• **PROBLEM STATEMENT**:
In the passage on top-down versus bottom-up design below, list every term that appears in the "is a" tree examples that OOP learners are taught.

If you've programmed for any length of time, you should be able recognize both of these paradigms, and have almost certainly worked with both of them here and there during your projects (consciously or not).

Well, if you haven't given the ramifications of each "pyramid scheme" a whole lot of thought until now, it's time to start. Both choices may seem equally viable on the outside, so all things being equal you should be able to choose either method at will. Once you get down to implementation though (especially in C++), all things are not equal. I wasn't kidding when I said earlier that such choices can make or break a project, and I've seen it happen more times than I can recall. And you know what? It's still happening, and projects are still spinning out of control because of it, often without the programmers ever realizing what happened. If you were never conscious of this decision before, now's the time to remedy the situation.

Top-down design is good for applications that follow a common framework, such as word processors, spreadsheets, and many other end-user applications with a fixed scope. It's also good within certain game programming subsystems like window managers, or entity class trees. But personally, I am very strongly convinced that top-down design is completely and totally inappropriate for game engine architecture or anything similarly large enough in size and diverse enough in scope of implementation. Game engine internals have too many different things going on that have nothing to do with each other, and if you try to connect them via a common top-down thread you'll likely be asking for trouble. At the very least, reuse is crippled (since your low-level subsystems become tied to the project they're in) and distribution of labor becomes troublesome (since the subsystems are so intertwined). And at the worst, your project can grind to a halt because a critical design error made somewhere at the top can devastate every single subsystem in the project. Regardless, game engines designed from the top down will suffer delays, guaranteed. I say this with conviction and I've yet to be proven wrong on it.

So what's the big deal? Why do I stress bottom-up so much over top-down when writing game engine code? It breaks down into two different areas, "logical" issues and "physical" issues. Logical issues are concerns that relate to conceptual design unrelated to its implementation, and physical issues relate to implementing a design in a given language. While I can't talk about all the concerns here, we'll talk about two of the big ones: the logical issue of inheritance vs. composition and how it affects code reuse and encapsulation, and the physical issue of C++ class exposure.

Inheritance vs. Composition

Object-oriented programming pundits have a major problem on their hands, and I don't know how many of them realize it. The problem is an inherent conflict of interest between how OOP is usually taught, and how it often needs to be used in the real world.

Equivalent to the top-down vs. bottom-up issue, OOP has a parallel argument usually known as inheritance vs. composition. With inheritance, you create base objects and derive other objects off of the bases. With composition, you create base objects and contain/use those bases within more complex objects.

Both have their place, and to program effectively you need to know when to use both. Unfortunately, people learning OOP often don't realize this, because of the way OOP is taught. Inheritance is stressed far more than composition. Why? Because it's different. Functional languages like C support composition primarily, and inheritance is difficult to implement. On the other hand, OOP languages like C++ support both composition and inheritance, directly. When people start learning OOP, what's one of the first things they're taught? Inheritance. They're taught to think of objects in terms of "is a" trees, where a bee "is" a winged insect "is" an insect, or that a janitor "is" an employee "is" a human, etc. They're also taught that inheritance is one of the "big new things" supported by object-oriented programming. So what happens? The people being taught mentally assume "OOP means inheritance"...

...and that Pavlovian association ends up haunting them for years.

• **DATA SHOWN**:
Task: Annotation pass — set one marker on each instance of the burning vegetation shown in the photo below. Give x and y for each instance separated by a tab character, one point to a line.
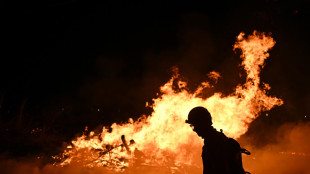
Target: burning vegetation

• **RESULT**:
bee, winged insect, insect, janitor, employee, human